Aim of the task: Tally how many lines of the listing below contain the string "dumpster", treating uppercase and lowercase as distinct, and give only the count.

Information given:
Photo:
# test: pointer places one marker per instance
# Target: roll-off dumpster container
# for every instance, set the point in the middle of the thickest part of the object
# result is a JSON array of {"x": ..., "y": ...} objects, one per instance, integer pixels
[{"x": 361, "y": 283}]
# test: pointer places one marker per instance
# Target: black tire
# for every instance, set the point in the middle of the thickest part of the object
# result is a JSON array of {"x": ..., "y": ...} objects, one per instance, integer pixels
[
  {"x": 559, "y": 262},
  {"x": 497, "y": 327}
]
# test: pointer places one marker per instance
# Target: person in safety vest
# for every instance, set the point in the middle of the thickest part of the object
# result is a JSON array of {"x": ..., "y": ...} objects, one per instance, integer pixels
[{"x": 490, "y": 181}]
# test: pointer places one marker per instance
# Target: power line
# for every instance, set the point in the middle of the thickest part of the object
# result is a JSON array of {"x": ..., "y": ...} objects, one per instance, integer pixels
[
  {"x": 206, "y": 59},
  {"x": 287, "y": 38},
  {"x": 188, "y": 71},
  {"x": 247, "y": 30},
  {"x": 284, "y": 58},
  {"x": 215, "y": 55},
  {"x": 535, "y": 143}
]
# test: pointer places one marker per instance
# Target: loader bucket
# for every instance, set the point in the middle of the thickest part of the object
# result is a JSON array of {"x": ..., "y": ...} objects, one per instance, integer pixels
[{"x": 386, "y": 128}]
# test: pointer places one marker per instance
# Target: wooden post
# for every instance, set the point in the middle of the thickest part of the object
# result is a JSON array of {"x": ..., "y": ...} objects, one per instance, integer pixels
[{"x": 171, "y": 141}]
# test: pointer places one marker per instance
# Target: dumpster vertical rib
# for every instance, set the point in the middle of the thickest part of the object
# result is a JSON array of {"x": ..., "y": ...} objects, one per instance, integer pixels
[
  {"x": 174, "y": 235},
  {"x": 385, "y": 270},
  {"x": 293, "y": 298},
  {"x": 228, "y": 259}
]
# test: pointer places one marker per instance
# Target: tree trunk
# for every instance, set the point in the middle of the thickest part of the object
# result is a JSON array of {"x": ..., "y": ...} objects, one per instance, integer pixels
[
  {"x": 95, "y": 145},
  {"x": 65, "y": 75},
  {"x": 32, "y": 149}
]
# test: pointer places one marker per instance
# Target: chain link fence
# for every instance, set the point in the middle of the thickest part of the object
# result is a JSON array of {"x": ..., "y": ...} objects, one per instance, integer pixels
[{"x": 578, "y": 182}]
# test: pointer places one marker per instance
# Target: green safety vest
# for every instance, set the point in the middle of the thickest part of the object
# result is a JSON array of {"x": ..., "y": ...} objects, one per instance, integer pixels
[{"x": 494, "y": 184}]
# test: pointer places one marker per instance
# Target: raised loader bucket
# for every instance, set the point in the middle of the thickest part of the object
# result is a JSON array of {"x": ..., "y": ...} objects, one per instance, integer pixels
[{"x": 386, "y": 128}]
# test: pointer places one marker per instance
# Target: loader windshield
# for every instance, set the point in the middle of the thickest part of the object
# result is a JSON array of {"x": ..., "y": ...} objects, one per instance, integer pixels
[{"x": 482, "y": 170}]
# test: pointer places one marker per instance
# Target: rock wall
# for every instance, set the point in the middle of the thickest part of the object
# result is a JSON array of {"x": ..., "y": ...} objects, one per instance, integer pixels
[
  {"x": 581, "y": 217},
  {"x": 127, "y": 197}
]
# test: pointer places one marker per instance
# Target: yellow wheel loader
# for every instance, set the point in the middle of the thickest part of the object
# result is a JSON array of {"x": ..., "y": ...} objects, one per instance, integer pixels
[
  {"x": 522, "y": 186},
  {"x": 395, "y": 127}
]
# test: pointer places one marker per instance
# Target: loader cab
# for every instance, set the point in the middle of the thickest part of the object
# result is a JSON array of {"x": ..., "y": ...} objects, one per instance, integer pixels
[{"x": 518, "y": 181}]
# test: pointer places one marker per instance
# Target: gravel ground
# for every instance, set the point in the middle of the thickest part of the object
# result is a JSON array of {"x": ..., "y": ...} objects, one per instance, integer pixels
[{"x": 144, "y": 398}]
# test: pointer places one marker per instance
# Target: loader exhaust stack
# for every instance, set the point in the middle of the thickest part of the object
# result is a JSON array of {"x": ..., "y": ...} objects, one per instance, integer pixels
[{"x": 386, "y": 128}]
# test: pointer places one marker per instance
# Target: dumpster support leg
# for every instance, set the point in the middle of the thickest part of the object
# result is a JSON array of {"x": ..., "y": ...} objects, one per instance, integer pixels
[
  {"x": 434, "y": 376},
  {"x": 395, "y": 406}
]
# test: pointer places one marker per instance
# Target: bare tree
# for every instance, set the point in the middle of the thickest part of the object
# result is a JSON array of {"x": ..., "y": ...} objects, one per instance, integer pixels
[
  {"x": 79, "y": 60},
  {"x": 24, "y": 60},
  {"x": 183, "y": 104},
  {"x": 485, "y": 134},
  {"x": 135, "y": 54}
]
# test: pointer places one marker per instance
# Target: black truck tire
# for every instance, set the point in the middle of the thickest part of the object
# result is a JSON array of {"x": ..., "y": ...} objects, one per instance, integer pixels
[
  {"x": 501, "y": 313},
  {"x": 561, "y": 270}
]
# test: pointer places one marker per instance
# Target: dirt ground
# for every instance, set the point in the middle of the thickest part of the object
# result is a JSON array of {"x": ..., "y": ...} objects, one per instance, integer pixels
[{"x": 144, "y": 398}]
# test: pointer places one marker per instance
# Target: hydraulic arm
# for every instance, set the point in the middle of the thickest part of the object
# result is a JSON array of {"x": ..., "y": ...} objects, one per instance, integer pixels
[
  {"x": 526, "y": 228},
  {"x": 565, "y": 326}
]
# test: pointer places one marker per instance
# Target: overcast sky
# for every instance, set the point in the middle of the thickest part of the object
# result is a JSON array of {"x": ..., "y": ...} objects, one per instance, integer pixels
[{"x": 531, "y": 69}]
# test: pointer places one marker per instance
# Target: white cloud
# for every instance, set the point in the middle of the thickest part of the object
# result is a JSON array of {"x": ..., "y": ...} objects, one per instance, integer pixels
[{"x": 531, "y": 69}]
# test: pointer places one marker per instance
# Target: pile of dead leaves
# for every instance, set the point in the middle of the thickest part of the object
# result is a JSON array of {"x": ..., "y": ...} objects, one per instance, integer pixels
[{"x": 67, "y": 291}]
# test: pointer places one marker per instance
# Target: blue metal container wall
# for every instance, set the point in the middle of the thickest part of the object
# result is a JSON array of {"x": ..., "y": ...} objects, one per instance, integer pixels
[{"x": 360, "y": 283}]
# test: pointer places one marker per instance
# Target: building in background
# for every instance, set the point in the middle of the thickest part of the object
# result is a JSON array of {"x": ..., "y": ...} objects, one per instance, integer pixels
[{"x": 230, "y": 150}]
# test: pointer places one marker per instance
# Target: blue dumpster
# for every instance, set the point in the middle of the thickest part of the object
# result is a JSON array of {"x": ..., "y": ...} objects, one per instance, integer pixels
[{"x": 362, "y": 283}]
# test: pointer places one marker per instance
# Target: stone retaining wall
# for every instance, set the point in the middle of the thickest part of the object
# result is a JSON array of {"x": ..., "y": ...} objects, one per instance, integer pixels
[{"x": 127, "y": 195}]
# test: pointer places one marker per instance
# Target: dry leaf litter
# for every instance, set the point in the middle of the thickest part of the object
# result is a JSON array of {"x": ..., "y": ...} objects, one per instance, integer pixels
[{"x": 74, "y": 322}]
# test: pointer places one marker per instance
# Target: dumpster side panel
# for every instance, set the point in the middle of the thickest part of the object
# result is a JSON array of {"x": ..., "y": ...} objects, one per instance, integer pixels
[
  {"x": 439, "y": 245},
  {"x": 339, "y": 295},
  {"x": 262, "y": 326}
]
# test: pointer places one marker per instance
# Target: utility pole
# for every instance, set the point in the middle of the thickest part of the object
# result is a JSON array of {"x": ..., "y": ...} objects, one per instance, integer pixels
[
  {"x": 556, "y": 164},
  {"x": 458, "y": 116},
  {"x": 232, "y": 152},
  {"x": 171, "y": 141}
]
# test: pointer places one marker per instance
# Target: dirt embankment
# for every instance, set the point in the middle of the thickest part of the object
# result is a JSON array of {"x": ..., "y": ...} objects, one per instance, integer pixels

Written answer: 5